## DO THIS
Please find every line below that contains the word "leaf" and copy each of those lines.

**********

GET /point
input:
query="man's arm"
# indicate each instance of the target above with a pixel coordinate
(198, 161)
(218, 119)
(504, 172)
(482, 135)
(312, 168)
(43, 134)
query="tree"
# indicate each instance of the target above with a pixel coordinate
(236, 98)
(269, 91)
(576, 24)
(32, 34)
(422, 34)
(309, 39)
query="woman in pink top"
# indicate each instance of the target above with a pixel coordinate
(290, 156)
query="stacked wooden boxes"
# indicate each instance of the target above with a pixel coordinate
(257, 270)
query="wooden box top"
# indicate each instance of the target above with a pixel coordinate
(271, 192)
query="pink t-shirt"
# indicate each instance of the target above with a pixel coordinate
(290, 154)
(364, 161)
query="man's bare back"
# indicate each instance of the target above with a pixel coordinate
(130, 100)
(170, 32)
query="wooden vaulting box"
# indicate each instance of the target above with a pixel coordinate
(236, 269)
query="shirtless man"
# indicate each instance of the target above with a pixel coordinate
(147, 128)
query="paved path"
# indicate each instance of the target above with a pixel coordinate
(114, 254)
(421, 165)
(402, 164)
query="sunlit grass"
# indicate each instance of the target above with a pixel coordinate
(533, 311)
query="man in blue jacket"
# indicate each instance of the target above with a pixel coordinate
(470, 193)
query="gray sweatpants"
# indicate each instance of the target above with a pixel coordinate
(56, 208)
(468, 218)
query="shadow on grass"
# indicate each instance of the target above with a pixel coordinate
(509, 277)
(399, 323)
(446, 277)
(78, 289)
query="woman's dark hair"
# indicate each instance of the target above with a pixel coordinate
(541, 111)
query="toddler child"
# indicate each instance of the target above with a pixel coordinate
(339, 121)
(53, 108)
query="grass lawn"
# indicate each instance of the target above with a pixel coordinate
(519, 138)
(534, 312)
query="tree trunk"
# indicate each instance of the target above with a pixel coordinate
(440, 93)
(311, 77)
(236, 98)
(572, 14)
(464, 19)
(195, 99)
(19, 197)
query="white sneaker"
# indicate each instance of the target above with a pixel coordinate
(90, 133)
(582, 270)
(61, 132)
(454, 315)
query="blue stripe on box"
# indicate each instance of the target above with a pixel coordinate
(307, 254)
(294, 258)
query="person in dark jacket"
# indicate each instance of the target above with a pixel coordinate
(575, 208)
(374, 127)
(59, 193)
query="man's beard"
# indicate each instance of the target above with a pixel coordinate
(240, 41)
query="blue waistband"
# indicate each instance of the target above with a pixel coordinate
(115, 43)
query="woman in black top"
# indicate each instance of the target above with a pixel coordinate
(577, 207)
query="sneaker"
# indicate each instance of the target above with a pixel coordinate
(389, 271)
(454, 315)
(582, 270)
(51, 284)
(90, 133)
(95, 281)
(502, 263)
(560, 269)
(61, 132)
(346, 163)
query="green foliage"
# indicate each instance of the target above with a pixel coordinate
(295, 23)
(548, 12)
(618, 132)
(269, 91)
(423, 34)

**********

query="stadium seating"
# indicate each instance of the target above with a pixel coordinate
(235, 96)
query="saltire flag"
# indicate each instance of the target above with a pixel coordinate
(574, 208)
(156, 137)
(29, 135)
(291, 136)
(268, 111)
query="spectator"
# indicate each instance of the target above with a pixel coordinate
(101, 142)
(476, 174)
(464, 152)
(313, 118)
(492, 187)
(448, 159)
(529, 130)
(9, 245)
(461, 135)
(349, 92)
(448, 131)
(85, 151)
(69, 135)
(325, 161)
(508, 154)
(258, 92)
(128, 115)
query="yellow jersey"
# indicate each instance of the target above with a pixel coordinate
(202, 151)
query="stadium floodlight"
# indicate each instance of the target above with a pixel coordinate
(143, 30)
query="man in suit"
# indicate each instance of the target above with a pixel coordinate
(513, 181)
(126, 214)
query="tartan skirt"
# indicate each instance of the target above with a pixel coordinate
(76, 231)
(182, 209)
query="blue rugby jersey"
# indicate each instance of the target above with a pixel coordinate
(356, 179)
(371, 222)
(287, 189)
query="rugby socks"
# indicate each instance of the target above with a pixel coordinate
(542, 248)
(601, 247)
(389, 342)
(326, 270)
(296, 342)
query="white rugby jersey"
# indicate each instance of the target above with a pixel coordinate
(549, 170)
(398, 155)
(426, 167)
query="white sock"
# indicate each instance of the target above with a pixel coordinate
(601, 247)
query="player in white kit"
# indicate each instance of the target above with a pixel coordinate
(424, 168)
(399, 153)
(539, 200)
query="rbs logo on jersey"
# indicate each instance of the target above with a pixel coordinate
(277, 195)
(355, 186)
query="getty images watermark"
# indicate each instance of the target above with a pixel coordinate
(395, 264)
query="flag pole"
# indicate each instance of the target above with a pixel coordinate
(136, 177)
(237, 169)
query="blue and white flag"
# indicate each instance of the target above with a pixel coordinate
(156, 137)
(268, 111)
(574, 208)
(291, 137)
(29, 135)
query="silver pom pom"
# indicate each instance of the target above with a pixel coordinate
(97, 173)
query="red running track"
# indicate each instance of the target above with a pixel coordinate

**********

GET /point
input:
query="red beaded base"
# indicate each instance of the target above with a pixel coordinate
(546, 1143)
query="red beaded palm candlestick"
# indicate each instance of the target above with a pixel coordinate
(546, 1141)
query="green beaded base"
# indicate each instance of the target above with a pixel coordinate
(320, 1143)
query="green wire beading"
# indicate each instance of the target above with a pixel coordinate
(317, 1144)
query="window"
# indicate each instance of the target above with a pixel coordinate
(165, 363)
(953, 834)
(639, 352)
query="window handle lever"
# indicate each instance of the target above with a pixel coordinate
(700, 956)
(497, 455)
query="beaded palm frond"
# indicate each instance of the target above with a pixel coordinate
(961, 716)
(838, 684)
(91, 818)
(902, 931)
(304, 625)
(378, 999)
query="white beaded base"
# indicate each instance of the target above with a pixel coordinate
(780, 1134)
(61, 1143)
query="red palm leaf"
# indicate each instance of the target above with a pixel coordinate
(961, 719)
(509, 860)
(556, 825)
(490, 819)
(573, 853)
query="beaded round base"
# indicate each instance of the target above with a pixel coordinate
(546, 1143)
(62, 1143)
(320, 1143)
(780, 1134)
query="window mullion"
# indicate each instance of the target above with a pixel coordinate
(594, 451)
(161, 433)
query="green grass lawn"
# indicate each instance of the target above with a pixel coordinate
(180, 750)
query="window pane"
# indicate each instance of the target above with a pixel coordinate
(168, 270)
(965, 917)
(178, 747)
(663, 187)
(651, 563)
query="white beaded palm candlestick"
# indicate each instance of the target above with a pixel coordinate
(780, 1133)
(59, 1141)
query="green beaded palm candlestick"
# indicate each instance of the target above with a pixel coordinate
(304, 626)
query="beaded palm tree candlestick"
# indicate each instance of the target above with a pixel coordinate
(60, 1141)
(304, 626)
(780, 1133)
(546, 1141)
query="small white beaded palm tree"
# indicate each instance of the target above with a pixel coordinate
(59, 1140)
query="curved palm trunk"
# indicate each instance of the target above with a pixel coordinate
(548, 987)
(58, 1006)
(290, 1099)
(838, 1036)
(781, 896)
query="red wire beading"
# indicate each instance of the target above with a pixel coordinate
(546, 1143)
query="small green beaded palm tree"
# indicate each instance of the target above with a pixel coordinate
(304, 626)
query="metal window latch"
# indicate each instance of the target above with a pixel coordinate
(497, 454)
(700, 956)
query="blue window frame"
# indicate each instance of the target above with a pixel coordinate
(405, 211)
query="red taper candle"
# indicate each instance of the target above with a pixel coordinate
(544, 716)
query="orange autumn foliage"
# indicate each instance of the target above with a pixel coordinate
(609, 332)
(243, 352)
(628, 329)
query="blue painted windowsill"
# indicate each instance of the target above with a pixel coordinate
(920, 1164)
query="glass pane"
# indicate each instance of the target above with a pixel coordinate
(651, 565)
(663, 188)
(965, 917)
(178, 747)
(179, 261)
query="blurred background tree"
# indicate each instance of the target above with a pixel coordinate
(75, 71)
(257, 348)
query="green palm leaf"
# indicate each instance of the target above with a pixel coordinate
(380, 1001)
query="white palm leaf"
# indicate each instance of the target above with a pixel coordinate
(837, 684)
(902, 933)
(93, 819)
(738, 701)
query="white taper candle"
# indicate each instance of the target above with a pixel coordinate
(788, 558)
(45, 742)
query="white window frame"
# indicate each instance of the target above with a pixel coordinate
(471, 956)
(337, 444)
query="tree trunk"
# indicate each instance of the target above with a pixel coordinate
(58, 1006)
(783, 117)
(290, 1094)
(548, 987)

**********

## SOLVED EXERCISE
query="red palm leaf"
query="green palm leaf"
query="white palm leaf"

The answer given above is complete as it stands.